--- Directive ---
Reproduce everything from the start of the listing down through the line containing "353, 141, 400, 168", swapping "dark car" for "black car" and leaving all else unchanged. Leave the pictures out of your answer.

[Begin Input rows]

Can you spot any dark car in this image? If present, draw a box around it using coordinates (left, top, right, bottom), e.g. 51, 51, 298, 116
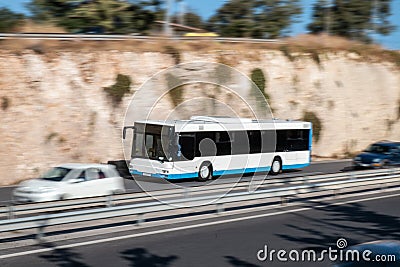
333, 240, 400, 267
353, 141, 400, 168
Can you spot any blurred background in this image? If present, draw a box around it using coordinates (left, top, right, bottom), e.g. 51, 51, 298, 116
0, 0, 400, 184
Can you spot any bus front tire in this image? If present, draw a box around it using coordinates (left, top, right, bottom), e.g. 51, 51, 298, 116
197, 162, 212, 182
270, 157, 282, 175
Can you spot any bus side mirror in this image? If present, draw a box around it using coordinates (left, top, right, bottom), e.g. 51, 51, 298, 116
122, 126, 135, 140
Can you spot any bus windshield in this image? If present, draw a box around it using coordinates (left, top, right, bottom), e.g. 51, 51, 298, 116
132, 124, 171, 161
365, 144, 390, 154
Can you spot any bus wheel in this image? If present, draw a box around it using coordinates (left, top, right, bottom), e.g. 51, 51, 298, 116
198, 162, 212, 182
270, 157, 282, 175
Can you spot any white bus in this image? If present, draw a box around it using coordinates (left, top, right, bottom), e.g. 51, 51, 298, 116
123, 116, 312, 181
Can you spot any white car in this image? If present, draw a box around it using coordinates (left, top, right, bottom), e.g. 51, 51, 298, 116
13, 163, 125, 202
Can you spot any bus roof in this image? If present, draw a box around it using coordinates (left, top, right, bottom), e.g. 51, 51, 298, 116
136, 116, 311, 132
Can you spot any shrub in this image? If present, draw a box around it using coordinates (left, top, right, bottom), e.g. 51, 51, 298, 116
309, 49, 321, 66
280, 45, 295, 62
302, 111, 323, 143
1, 96, 11, 111
104, 74, 132, 106
166, 73, 184, 107
164, 45, 181, 65
251, 68, 270, 101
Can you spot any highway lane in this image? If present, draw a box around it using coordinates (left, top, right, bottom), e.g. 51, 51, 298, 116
0, 161, 351, 204
0, 194, 400, 267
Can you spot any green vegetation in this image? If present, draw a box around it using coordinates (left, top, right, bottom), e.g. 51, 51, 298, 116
1, 96, 11, 111
104, 74, 132, 107
164, 45, 181, 65
302, 111, 323, 143
251, 68, 269, 101
0, 8, 24, 32
209, 0, 301, 38
308, 0, 395, 42
28, 0, 155, 33
165, 73, 185, 107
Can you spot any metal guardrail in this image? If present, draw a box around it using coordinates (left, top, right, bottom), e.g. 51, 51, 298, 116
0, 170, 400, 240
0, 33, 285, 44
0, 169, 400, 219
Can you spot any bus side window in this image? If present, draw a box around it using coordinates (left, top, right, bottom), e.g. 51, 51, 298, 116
179, 135, 195, 160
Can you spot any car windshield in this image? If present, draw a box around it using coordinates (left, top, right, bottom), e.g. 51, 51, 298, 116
41, 167, 71, 182
365, 144, 390, 154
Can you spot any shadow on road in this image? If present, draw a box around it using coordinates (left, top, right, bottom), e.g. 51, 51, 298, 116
277, 202, 400, 251
121, 248, 178, 267
40, 249, 89, 267
224, 256, 260, 267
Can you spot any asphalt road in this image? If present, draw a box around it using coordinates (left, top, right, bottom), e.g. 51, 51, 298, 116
0, 192, 400, 267
0, 161, 351, 204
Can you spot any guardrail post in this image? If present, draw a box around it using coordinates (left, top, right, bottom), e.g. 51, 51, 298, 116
217, 204, 225, 215
183, 187, 190, 198
281, 196, 289, 206
8, 204, 15, 220
36, 220, 46, 243
106, 195, 114, 208
333, 189, 340, 198
136, 214, 145, 226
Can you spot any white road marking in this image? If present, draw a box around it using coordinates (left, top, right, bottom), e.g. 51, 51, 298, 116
0, 193, 400, 259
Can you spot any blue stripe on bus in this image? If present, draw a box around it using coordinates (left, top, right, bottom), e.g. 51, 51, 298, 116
308, 125, 313, 162
131, 163, 310, 179
282, 163, 310, 170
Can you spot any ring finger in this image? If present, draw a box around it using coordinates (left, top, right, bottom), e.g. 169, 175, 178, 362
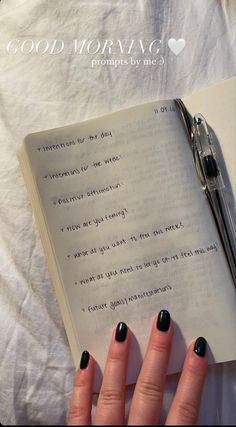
95, 322, 130, 425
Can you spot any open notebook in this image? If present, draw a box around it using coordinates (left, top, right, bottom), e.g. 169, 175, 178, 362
19, 79, 236, 388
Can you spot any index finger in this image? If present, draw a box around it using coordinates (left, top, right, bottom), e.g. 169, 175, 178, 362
166, 337, 207, 425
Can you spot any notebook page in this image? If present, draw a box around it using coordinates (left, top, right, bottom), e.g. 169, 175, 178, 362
22, 101, 236, 383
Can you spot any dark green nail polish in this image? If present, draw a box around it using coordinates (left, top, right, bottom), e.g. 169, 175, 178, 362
79, 350, 89, 369
157, 310, 170, 332
115, 322, 127, 342
194, 337, 207, 357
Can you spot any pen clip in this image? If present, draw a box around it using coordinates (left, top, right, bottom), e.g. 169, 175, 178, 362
191, 114, 224, 190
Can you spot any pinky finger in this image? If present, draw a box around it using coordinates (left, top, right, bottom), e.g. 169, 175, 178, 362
67, 351, 94, 425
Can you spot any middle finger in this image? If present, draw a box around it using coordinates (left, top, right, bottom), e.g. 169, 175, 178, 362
128, 310, 173, 425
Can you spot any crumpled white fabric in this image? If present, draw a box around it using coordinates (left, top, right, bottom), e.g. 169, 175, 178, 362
0, 0, 236, 425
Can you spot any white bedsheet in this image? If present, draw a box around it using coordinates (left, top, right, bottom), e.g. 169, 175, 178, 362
0, 0, 236, 425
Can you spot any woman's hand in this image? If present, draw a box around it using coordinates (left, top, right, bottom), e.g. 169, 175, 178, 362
68, 310, 207, 425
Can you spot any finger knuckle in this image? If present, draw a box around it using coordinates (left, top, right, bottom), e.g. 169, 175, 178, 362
99, 388, 124, 406
139, 378, 163, 404
150, 339, 168, 354
68, 405, 88, 423
187, 362, 205, 381
178, 400, 198, 425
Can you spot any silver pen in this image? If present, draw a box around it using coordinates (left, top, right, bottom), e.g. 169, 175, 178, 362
192, 115, 236, 286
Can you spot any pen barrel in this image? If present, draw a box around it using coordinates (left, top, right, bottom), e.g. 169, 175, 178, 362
207, 189, 236, 285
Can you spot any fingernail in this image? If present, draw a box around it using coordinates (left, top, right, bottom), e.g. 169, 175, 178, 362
115, 322, 127, 342
157, 310, 170, 332
194, 337, 207, 357
79, 350, 90, 369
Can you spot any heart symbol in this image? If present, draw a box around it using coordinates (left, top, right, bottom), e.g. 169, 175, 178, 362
168, 39, 186, 56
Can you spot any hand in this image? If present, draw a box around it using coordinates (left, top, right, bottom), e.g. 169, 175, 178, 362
68, 310, 207, 425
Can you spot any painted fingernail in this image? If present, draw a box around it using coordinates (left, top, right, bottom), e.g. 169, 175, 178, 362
79, 350, 90, 369
115, 322, 127, 342
194, 337, 207, 357
157, 310, 170, 332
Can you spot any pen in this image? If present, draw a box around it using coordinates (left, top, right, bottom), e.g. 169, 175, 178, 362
192, 113, 236, 286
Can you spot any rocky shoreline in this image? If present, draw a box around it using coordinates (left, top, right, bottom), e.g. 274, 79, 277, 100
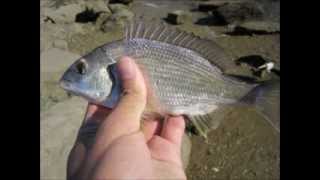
40, 0, 280, 179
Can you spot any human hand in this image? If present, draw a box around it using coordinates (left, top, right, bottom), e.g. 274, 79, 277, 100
67, 57, 186, 180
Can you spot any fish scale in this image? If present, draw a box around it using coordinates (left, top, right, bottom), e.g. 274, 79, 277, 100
126, 39, 248, 105
61, 22, 280, 136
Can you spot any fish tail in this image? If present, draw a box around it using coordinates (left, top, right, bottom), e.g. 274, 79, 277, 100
240, 80, 280, 132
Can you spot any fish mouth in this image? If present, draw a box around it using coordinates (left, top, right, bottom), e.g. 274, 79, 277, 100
59, 79, 104, 103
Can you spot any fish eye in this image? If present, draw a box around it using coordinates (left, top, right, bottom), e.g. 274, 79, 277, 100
76, 60, 88, 75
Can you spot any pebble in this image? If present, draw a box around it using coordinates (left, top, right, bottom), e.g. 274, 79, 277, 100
211, 167, 220, 172
53, 39, 68, 50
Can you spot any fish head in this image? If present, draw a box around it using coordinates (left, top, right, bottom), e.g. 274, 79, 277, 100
60, 50, 114, 103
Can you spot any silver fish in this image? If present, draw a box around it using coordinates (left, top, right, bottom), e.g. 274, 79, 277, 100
60, 21, 280, 136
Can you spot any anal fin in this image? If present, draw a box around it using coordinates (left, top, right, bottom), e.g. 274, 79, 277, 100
187, 106, 231, 139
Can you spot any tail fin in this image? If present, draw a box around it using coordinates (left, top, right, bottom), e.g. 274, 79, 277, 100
241, 80, 280, 132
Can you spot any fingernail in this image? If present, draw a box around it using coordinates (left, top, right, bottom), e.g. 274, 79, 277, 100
118, 57, 135, 80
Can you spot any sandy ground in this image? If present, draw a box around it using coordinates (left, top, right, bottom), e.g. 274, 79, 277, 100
40, 0, 280, 179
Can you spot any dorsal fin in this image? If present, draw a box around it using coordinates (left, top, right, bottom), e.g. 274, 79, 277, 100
125, 19, 236, 73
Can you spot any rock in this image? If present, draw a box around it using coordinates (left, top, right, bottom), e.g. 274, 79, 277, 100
198, 1, 228, 12
40, 48, 80, 81
228, 21, 280, 35
44, 4, 83, 24
213, 1, 263, 24
95, 13, 111, 29
82, 0, 111, 14
109, 0, 133, 4
40, 97, 87, 179
166, 10, 192, 24
53, 39, 68, 50
109, 4, 128, 13
100, 9, 134, 32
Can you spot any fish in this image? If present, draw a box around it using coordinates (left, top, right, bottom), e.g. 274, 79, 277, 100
60, 21, 280, 137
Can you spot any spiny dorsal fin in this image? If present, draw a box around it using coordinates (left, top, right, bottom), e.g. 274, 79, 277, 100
125, 19, 236, 72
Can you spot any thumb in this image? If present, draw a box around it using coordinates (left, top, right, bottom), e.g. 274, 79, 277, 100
96, 57, 147, 146
117, 57, 147, 114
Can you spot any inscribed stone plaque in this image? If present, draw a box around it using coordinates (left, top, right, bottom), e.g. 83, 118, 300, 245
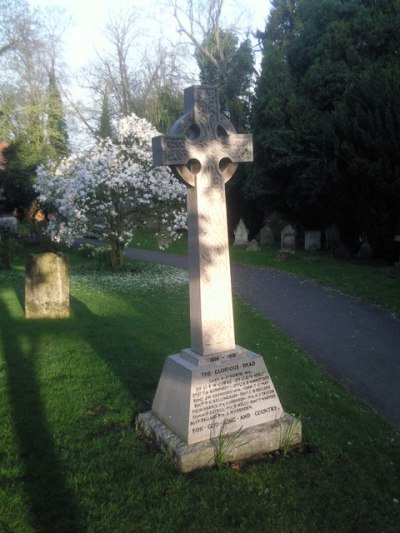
25, 252, 69, 318
153, 348, 284, 444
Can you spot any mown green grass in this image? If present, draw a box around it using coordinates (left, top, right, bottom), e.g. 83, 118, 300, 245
0, 247, 400, 533
132, 232, 400, 316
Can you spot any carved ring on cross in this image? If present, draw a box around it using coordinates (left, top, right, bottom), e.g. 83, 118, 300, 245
168, 108, 238, 187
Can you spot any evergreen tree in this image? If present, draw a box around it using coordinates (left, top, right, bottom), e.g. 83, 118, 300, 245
247, 0, 400, 254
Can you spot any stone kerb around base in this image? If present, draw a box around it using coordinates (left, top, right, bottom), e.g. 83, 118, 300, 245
138, 411, 302, 473
139, 346, 301, 472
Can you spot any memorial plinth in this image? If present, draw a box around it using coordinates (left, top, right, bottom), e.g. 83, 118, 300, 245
139, 87, 301, 472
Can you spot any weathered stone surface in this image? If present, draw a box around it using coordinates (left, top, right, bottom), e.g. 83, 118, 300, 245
281, 224, 297, 253
148, 87, 301, 472
153, 346, 283, 444
233, 219, 249, 246
260, 224, 274, 246
304, 230, 322, 252
25, 252, 70, 318
138, 411, 302, 473
247, 239, 261, 252
153, 86, 253, 355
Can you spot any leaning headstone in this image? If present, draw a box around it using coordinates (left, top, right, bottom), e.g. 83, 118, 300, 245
25, 252, 69, 318
139, 87, 301, 472
281, 224, 297, 254
233, 219, 249, 246
304, 230, 321, 252
260, 224, 274, 246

[End Input rows]

--- Task output ---
Can you spot any black car in this image? If present, draw a box around it using coordinates (left, top, right, bottom), e.g. 51, 51, 298, 116
333, 240, 400, 267
353, 141, 400, 168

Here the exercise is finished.